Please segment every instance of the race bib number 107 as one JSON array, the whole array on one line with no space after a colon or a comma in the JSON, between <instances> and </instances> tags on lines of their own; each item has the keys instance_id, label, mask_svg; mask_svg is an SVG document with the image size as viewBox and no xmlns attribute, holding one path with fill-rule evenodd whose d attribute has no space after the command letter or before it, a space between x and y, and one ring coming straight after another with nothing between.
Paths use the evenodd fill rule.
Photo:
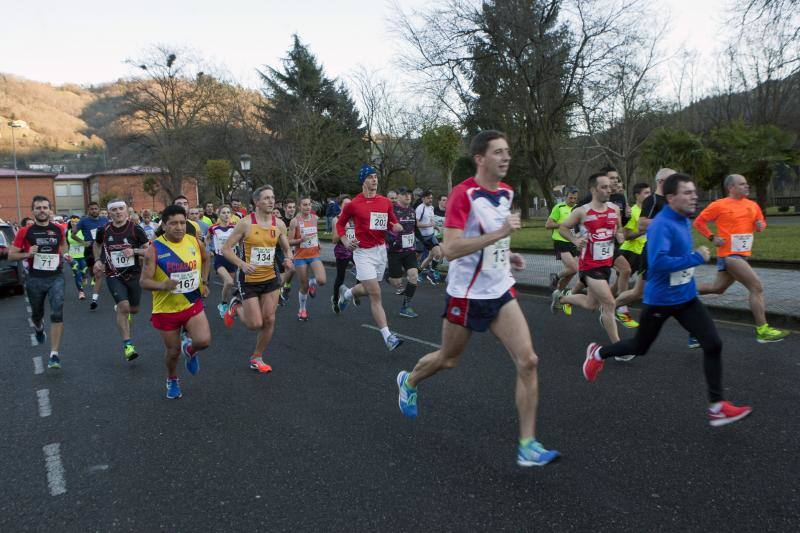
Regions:
<instances>
[{"instance_id":1,"label":"race bib number 107","mask_svg":"<svg viewBox=\"0 0 800 533\"><path fill-rule=\"evenodd\" d=\"M269 266L275 262L275 248L253 246L250 250L250 264L253 266Z\"/></svg>"},{"instance_id":2,"label":"race bib number 107","mask_svg":"<svg viewBox=\"0 0 800 533\"><path fill-rule=\"evenodd\" d=\"M370 213L369 214L369 229L371 230L386 230L389 223L388 213Z\"/></svg>"},{"instance_id":3,"label":"race bib number 107","mask_svg":"<svg viewBox=\"0 0 800 533\"><path fill-rule=\"evenodd\" d=\"M483 249L483 270L509 270L511 238L505 237Z\"/></svg>"}]
</instances>

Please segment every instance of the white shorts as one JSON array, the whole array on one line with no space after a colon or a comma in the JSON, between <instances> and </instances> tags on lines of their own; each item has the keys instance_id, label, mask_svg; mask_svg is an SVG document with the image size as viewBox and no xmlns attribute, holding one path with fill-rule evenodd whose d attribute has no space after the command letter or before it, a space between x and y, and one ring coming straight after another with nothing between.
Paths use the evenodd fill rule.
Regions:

● Exercise objective
Repeat the preceding records precisely, and leave every picture out of the copy.

● Response to the task
Please segment every instance of the race bib number 107 as one JSON array, the whole array on one line with no space after a colon or a comma in the JSON, between <instances> and </instances> tags on lines of their own; each item has the keys instance_id, label, mask_svg; mask_svg is an SVG document with the image size as viewBox and no xmlns attribute, holding one path with fill-rule evenodd whose d attribute has no space after the command letter or before it, a space between x and y, and one ring coming straight after another with nothing between.
Paths use the evenodd fill rule.
Photo:
Regions:
<instances>
[{"instance_id":1,"label":"race bib number 107","mask_svg":"<svg viewBox=\"0 0 800 533\"><path fill-rule=\"evenodd\" d=\"M269 266L275 262L275 248L253 246L250 250L250 264L253 266Z\"/></svg>"},{"instance_id":2,"label":"race bib number 107","mask_svg":"<svg viewBox=\"0 0 800 533\"><path fill-rule=\"evenodd\" d=\"M370 213L369 214L369 229L371 230L386 230L389 223L388 213Z\"/></svg>"},{"instance_id":3,"label":"race bib number 107","mask_svg":"<svg viewBox=\"0 0 800 533\"><path fill-rule=\"evenodd\" d=\"M483 249L483 270L509 270L511 238L505 237Z\"/></svg>"}]
</instances>

Please segment every instance of the white shorts as one JSON array, the whole array on one line with no space after a colon or a comma in the JSON, between <instances> and </instances> tags on lines of their own; each item has the keys instance_id, label, mask_svg; mask_svg is an SVG document with the image size as viewBox and no xmlns attribute, holding one path with fill-rule evenodd whose d attribute has no space after the command letter or before it, a space between x and y, and one ring coming straight after another with nothing between.
Paths use the evenodd fill rule.
Regions:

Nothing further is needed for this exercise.